Today, officials from the major insurance companies are set to testify before House Republicans, and it looks as if they will make it clear that the latest GOP attack on Obamacare is a crock.

House Republicans, you will recall, recently released a report claiming only 67 percent of enrollees had paid their Obamacare premiums. This was widely hyped by the law’s opponents: All these claims that the law is on track just have to be cooked! But the insurers themselves are set to testify today that here in the real world, 80-90 percent of people have paid:

As many as 90 percent of WellPoint customers have paid their first premium by its due date, according to testimony the company prepared for a congressional hearing today. For Aetna, the payment is in the “low to mid-80 percent range,” the company said in its own testimony. Health Care Service Corp., which operates Blue Cross Blue Shield plans in five states including Texas, said that number is at least 83 percent. […]

Republicans on the House Energy and Commerce Committee invited insurers to testify on enrollment after publishing a report last week claiming only two-thirds of people who signed up had paid their first premium.

“That was just foolishness on the part of the committee to even publish that number because it was completely out of context,” Bob Laszewski, an insurance industry consultant in Alexandria, Virginia, said in a phone interview.

That last quote is interesting, because Laszewski is an Obamacare skeptic, yet he’s charging Republicans with “foolishness” for trying to make a political point with the 67 percent number (it only tallied up payments through April 15th).

The question, is, how many of those who madly hyped the 67 percent report as the latest evidence that the law’s proponents are covering up catastrophic failure — the ACA just can’t work, because it just can’t — will even acknowledge the very existence of today’s insurance industry testimony?

• _TASK STATEMENT_
Transcribe the passage from the text on insurer testimony about Obamacare premium payments between "The question, is, how" and "insurance industry testimony?", inclusive.

• _DATA SUPPLIED_
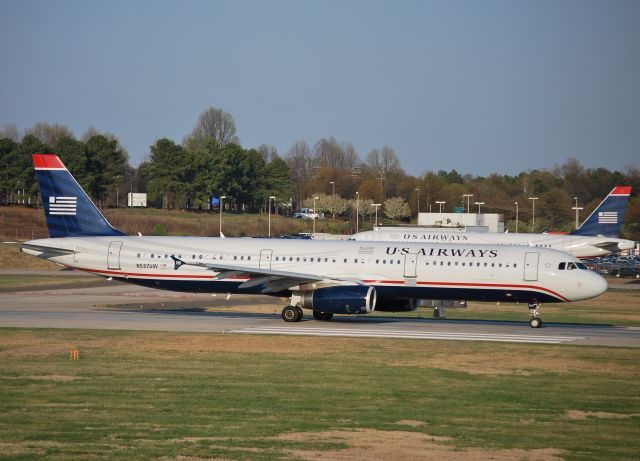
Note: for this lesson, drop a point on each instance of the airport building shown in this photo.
(490, 222)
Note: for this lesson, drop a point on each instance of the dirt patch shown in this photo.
(513, 361)
(577, 414)
(56, 378)
(366, 444)
(411, 423)
(31, 448)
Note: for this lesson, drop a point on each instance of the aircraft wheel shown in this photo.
(291, 314)
(535, 323)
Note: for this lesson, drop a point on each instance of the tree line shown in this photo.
(210, 161)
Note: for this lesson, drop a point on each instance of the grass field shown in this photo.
(205, 396)
(41, 282)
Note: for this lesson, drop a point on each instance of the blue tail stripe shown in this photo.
(606, 220)
(68, 209)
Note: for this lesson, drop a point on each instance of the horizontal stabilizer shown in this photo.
(42, 248)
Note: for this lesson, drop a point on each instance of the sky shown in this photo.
(480, 86)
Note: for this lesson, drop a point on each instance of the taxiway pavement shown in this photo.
(91, 308)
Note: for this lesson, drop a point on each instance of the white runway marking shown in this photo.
(399, 334)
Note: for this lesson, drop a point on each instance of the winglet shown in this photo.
(177, 263)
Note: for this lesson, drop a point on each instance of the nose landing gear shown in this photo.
(534, 312)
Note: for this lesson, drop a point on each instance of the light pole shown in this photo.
(357, 210)
(270, 198)
(314, 218)
(221, 199)
(533, 215)
(333, 199)
(377, 205)
(468, 196)
(577, 208)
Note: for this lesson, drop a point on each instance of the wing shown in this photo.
(271, 280)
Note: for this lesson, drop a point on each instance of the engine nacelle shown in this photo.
(351, 299)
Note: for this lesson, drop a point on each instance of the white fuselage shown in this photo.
(396, 270)
(579, 246)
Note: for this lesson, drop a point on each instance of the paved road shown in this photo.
(88, 308)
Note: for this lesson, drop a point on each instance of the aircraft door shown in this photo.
(113, 256)
(410, 263)
(265, 259)
(531, 266)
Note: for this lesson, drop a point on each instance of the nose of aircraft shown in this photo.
(626, 245)
(593, 285)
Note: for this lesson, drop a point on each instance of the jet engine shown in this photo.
(350, 299)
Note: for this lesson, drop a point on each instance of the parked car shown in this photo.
(308, 213)
(625, 272)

• _TASK ANSWER_
The question, is, how many of those who madly hyped the 67 percent report as the latest evidence that the law’s proponents are covering up catastrophic failure — the ACA just can’t work, because it just can’t — will even acknowledge the very existence of today’s insurance industry testimony?